___ Source information

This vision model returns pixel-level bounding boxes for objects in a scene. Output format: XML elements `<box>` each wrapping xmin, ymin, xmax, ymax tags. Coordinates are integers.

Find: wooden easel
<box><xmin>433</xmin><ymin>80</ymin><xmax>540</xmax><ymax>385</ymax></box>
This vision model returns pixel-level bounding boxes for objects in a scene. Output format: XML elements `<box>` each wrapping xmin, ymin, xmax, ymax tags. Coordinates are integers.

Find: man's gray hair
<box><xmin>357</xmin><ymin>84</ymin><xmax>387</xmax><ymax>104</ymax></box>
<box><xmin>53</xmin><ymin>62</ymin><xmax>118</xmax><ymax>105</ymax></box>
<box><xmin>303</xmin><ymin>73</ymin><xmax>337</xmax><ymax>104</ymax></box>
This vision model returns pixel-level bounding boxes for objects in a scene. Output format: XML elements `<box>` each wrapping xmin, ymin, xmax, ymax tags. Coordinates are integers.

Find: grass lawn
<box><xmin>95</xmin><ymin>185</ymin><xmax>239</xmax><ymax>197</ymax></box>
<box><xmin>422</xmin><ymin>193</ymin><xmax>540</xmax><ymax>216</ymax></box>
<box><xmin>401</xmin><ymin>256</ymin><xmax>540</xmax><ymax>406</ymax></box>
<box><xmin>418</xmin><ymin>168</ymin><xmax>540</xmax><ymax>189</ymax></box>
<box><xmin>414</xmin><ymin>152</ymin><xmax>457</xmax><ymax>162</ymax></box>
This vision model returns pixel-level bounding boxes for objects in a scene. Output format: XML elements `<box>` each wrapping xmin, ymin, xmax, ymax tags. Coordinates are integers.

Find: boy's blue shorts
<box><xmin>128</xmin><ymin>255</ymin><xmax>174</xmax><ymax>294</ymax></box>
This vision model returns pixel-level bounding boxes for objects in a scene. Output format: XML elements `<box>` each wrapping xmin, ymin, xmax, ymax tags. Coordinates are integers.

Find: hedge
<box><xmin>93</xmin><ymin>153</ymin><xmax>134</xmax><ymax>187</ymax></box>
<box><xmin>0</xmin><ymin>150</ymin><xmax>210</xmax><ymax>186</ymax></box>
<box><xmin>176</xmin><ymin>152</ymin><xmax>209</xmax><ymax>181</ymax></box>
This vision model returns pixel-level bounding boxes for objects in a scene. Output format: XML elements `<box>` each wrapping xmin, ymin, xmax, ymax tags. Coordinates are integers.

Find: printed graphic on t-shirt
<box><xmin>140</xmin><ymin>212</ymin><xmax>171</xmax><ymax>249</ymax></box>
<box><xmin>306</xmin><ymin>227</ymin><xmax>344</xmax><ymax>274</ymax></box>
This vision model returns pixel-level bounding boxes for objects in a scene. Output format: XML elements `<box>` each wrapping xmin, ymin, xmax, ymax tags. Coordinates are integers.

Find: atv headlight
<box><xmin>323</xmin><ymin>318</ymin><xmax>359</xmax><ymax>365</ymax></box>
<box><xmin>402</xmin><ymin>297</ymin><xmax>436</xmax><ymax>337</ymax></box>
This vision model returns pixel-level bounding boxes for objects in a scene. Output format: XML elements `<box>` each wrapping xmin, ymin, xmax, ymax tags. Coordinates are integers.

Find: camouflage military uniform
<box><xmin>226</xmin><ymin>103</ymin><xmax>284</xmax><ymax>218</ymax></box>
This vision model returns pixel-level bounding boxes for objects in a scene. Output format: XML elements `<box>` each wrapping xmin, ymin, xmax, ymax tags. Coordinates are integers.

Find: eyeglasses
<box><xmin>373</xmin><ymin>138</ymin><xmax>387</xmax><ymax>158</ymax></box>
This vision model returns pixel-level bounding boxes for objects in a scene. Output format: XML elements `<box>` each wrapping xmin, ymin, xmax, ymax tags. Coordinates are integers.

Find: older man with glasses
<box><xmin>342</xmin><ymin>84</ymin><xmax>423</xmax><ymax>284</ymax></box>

______

Above are some records; repeat all of them exactly.

▶ _Response below_
This vision model returns pixel-level bounding boxes for objects in a scene. Output format: XML elements `<box>` each wrapping xmin, ymin, xmax, ymax tags. Coordinates are integers.

Find: wooden easel
<box><xmin>433</xmin><ymin>80</ymin><xmax>540</xmax><ymax>385</ymax></box>
This vision model returns pixel-level bounding boxes for objects in a scene. Output format: XML elements `<box>` each wrapping xmin, ymin, xmax, ymax tags. Coordinates are integers.

Find: man's gray hair
<box><xmin>357</xmin><ymin>84</ymin><xmax>387</xmax><ymax>104</ymax></box>
<box><xmin>53</xmin><ymin>62</ymin><xmax>118</xmax><ymax>105</ymax></box>
<box><xmin>303</xmin><ymin>73</ymin><xmax>337</xmax><ymax>104</ymax></box>
This vision model returns pixel-level bounding boxes for objects in a scene. Output format: XML elements `<box>` each wrapping xmin, ymin, xmax, ymax tags. Coordinates are integers.

Find: grass lawn
<box><xmin>95</xmin><ymin>185</ymin><xmax>239</xmax><ymax>197</ymax></box>
<box><xmin>422</xmin><ymin>193</ymin><xmax>540</xmax><ymax>216</ymax></box>
<box><xmin>401</xmin><ymin>256</ymin><xmax>540</xmax><ymax>406</ymax></box>
<box><xmin>418</xmin><ymin>168</ymin><xmax>540</xmax><ymax>189</ymax></box>
<box><xmin>414</xmin><ymin>152</ymin><xmax>457</xmax><ymax>162</ymax></box>
This vision model returns pixel-level bounding boxes for objects in a scene. Output format: XML elements `<box>` each wrapping xmin, ymin, xmax, ymax tags. Coordinates are integers.

Find: boy's blue shorts
<box><xmin>128</xmin><ymin>255</ymin><xmax>174</xmax><ymax>294</ymax></box>
This vision model returns pixel-level bounding boxes for objects in a scene. Output format: XML elements `<box>` each wrapping xmin, ymin, xmax, ymax tags. Coordinates are integers.

Find: hedge
<box><xmin>93</xmin><ymin>153</ymin><xmax>134</xmax><ymax>187</ymax></box>
<box><xmin>0</xmin><ymin>150</ymin><xmax>210</xmax><ymax>186</ymax></box>
<box><xmin>176</xmin><ymin>152</ymin><xmax>209</xmax><ymax>181</ymax></box>
This vision model returns pixel-level bounding boxes for objects in a scene. Output format: XML elements `<box>` each wrapping xmin, ymin, xmax, ymax tags. Coordinates are integers.

Find: printed graphic on t-shirt
<box><xmin>140</xmin><ymin>212</ymin><xmax>171</xmax><ymax>249</ymax></box>
<box><xmin>306</xmin><ymin>227</ymin><xmax>344</xmax><ymax>274</ymax></box>
This vision model returns pixel-level bounding boxes for objects in a scene. Output format: XML elements `<box>` each wrapping xmin, ymin, xmax, ymax tags. Coordinates are integers.

Find: atv headlight
<box><xmin>323</xmin><ymin>318</ymin><xmax>359</xmax><ymax>365</ymax></box>
<box><xmin>402</xmin><ymin>297</ymin><xmax>436</xmax><ymax>337</ymax></box>
This vision model returns pixel-level bounding boxes for objects in a scene. Output format: XML elements `<box>` each wrapping xmin, ymin, xmax, ymax tags. Coordinates are integers.

Find: camouflage military uniform
<box><xmin>226</xmin><ymin>103</ymin><xmax>284</xmax><ymax>218</ymax></box>
This vision model returns pixel-level bounding boxes for objects in a scene. Output format: XML elements `<box>` each wrapping xmin, ymin, xmax, ymax tags. Coordinates are integers.

Find: eyeglasses
<box><xmin>373</xmin><ymin>138</ymin><xmax>387</xmax><ymax>158</ymax></box>
This vision model returns pixel-level bounding boxes for objects in a scene. Output format: XML elements `<box>` each wrapping xmin, ymin, xmax, ymax tags. Coordinates are integers.

Find: older man with glasses
<box><xmin>342</xmin><ymin>84</ymin><xmax>423</xmax><ymax>284</ymax></box>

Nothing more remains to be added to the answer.